[Photo-based referring expression data]
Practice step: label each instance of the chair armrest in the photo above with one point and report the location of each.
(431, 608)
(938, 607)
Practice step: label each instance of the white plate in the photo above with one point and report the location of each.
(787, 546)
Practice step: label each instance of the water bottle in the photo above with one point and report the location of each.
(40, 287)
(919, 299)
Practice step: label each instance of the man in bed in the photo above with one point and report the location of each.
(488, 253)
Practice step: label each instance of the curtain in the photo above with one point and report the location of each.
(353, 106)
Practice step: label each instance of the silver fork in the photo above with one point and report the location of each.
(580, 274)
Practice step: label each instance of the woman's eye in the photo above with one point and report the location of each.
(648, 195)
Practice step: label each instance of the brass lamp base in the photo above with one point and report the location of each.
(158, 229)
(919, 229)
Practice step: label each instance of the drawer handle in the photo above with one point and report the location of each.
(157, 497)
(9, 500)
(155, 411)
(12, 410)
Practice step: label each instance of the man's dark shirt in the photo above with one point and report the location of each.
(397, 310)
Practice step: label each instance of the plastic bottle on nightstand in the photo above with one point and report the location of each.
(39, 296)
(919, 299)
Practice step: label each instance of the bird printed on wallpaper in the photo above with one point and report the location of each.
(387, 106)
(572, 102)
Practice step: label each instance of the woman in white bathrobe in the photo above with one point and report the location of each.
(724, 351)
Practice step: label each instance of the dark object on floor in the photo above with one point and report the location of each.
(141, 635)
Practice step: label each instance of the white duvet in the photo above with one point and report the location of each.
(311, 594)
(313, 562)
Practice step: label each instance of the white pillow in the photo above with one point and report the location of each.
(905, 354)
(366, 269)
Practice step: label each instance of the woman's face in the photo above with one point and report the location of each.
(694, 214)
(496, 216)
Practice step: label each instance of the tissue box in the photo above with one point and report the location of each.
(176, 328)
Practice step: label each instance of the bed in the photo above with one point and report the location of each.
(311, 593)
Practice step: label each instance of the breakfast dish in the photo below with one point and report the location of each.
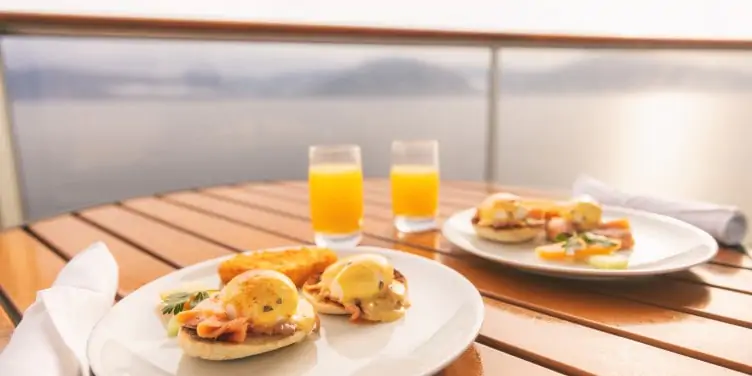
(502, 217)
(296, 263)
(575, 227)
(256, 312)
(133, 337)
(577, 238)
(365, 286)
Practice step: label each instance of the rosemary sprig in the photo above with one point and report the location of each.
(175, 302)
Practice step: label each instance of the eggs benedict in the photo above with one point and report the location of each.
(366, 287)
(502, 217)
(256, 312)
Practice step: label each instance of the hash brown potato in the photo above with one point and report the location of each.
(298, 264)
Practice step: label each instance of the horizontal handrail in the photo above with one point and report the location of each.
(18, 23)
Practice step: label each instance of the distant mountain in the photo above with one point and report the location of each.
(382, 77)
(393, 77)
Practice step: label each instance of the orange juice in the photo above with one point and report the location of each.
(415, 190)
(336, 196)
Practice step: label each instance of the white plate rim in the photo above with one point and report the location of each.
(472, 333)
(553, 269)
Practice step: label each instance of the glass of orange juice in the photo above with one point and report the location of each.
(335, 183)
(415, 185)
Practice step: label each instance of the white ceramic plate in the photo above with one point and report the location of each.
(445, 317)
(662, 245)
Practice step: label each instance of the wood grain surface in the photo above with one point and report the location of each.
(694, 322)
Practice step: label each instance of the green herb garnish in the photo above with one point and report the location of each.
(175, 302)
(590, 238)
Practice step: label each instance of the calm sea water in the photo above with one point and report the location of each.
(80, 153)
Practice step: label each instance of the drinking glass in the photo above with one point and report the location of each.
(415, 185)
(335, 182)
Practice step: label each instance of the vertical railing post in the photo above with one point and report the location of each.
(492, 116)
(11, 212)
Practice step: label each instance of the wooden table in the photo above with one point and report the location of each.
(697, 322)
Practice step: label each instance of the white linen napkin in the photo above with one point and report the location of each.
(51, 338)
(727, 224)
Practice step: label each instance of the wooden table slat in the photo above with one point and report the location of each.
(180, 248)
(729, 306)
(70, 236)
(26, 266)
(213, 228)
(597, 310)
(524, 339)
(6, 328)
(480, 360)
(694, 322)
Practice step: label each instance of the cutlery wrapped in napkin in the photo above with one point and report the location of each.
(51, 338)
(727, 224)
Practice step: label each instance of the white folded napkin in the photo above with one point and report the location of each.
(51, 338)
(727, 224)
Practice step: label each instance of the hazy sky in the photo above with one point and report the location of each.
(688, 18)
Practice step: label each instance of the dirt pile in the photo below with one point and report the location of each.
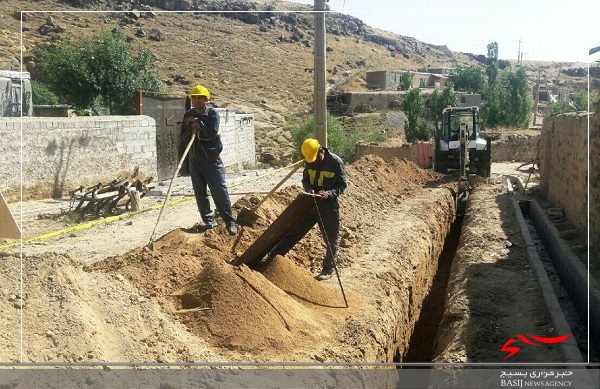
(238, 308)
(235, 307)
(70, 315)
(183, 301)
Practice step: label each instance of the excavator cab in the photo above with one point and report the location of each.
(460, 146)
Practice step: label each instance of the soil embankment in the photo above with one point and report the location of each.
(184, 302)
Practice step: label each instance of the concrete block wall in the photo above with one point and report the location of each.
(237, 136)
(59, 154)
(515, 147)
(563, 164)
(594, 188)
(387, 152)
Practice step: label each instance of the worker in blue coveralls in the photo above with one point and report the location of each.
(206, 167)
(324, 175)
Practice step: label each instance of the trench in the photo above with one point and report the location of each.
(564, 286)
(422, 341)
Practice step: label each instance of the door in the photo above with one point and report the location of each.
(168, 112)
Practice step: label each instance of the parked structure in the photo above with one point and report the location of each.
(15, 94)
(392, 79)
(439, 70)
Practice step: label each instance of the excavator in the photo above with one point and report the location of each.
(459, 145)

* * *

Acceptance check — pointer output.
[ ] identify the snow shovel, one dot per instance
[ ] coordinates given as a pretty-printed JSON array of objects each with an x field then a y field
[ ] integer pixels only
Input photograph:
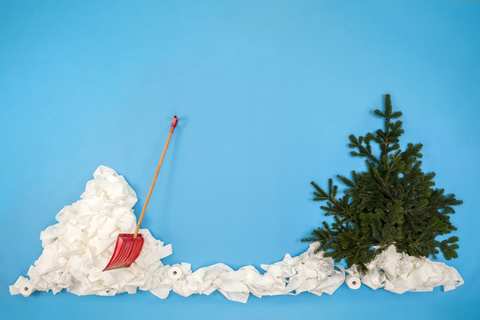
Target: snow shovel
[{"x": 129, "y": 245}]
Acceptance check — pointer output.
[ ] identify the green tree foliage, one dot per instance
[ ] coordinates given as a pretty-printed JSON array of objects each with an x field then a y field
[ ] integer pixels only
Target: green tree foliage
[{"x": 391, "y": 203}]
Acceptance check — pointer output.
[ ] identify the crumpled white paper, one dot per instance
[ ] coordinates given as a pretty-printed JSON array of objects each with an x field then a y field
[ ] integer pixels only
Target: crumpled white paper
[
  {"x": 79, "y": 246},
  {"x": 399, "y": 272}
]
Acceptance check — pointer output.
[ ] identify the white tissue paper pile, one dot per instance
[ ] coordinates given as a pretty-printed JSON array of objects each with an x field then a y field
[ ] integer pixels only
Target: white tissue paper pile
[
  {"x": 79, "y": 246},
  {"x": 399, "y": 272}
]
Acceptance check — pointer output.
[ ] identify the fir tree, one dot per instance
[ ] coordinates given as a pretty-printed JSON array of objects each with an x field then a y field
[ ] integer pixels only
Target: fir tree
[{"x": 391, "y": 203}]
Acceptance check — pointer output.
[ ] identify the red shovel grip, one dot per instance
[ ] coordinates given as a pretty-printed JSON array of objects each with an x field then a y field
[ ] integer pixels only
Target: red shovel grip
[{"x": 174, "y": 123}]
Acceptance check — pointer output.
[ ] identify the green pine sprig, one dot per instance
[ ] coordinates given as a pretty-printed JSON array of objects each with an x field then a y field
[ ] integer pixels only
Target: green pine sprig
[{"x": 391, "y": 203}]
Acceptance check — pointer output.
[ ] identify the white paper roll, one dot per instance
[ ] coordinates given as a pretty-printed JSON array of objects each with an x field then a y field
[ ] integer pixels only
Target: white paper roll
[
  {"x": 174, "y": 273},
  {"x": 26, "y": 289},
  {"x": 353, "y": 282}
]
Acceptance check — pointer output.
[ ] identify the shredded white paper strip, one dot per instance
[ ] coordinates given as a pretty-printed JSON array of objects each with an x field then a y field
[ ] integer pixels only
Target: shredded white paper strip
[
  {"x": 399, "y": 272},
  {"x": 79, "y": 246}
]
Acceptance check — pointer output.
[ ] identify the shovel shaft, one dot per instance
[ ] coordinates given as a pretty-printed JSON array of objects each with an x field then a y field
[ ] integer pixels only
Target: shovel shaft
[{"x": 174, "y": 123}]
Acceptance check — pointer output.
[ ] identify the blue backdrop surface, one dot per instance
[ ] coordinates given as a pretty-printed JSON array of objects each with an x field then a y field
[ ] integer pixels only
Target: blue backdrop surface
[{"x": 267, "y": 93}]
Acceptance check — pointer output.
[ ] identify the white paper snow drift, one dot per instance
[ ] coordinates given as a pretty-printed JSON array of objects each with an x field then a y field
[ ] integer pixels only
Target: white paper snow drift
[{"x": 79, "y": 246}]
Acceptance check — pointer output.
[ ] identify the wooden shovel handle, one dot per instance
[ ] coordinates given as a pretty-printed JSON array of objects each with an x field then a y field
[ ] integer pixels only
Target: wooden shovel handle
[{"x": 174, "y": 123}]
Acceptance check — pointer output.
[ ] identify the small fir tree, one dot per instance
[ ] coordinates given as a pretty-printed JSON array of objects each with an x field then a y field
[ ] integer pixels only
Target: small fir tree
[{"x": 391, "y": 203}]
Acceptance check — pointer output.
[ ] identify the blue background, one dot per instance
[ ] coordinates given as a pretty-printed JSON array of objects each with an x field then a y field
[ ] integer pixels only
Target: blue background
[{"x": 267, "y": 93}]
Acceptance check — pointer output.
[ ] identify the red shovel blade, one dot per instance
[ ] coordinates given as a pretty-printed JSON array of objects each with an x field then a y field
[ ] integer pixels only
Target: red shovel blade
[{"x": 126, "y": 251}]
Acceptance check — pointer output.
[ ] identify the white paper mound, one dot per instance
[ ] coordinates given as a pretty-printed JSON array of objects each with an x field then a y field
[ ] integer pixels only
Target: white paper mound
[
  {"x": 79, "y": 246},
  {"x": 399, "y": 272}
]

==

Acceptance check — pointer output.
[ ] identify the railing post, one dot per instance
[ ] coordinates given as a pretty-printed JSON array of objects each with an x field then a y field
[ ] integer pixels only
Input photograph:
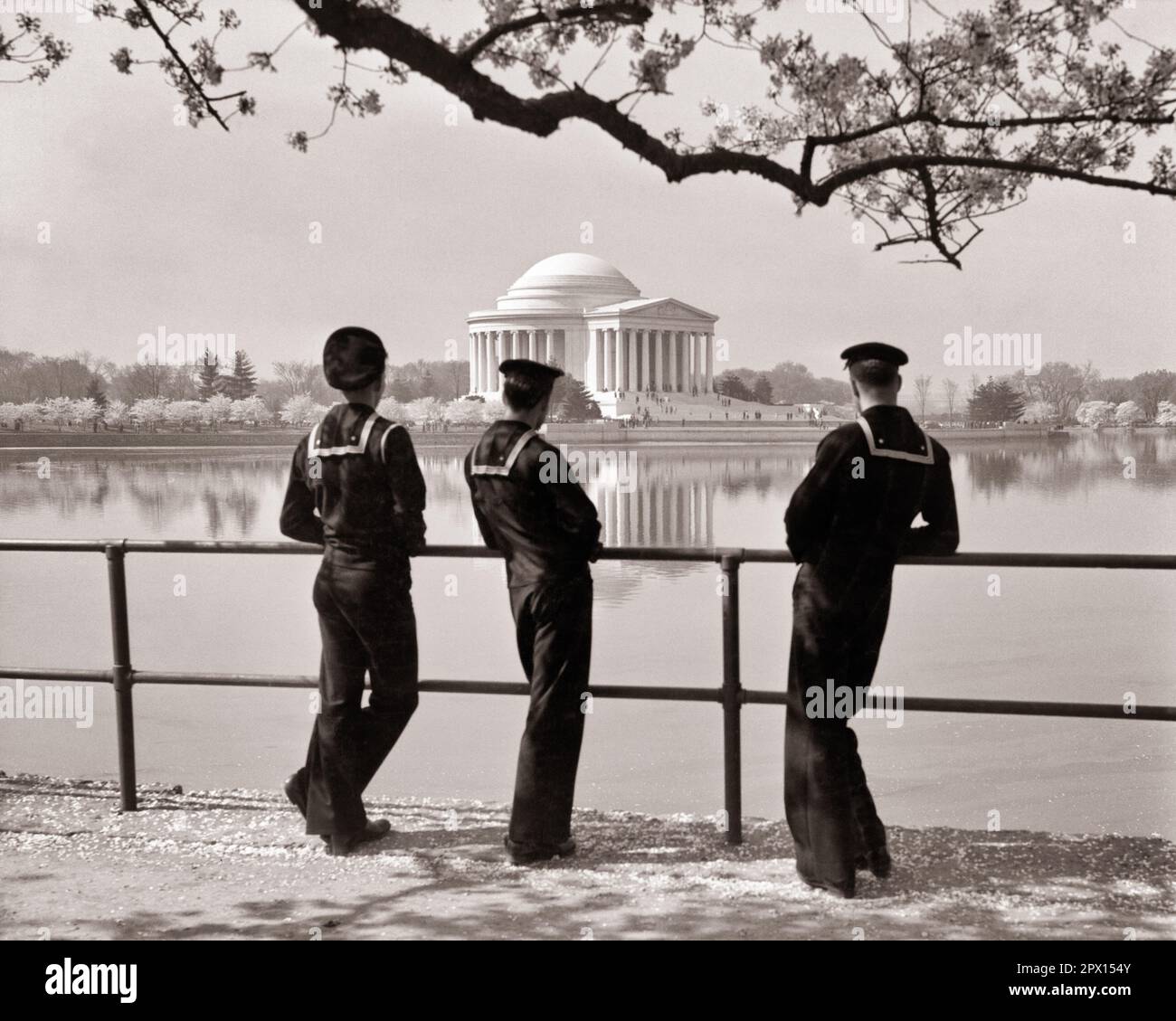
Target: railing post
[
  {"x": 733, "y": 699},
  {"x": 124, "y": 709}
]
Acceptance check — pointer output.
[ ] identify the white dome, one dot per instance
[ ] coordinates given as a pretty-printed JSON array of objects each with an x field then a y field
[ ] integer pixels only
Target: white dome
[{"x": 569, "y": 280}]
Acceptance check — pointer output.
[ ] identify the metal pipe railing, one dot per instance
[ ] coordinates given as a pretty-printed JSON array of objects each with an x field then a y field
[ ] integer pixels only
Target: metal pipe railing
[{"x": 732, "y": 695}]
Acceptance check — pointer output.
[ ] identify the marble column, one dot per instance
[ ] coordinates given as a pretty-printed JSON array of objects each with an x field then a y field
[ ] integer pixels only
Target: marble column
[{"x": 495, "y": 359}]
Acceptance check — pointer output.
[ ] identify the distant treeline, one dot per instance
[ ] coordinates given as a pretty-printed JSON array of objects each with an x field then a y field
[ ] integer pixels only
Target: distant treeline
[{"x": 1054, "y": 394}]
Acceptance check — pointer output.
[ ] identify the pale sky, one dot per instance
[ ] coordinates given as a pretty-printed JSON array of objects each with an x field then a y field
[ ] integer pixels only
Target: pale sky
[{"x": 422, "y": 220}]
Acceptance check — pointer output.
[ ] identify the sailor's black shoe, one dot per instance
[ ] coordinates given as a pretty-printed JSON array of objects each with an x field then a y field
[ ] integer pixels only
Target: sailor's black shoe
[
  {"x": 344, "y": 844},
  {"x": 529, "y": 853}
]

> TASK STATEMENT
Of the entries above, repeat exactly the lines between the line with "[ ] identify the small" and the line with "[ ] identify the red shovel blade, one", inclusive, and no others.

> ANSWER TO THIS EXERCISE
[ ] identify the small fir tree, one dot per instance
[ ] coordinates given as a pretty-printed JSON array of objects each with an x field then a y field
[ ] integer pixels only
Target: small fir tree
[{"x": 391, "y": 203}]
Acceptance check — pointer output.
[ ] identify the blue background, one dot per instance
[ ] coordinates given as a pretty-printed JSON array of objects each with an x field then a y field
[ ] integer pixels only
Target: blue background
[{"x": 267, "y": 93}]
Acceptance check — pointer output.
[ ] identify the red shovel blade, one dot per instance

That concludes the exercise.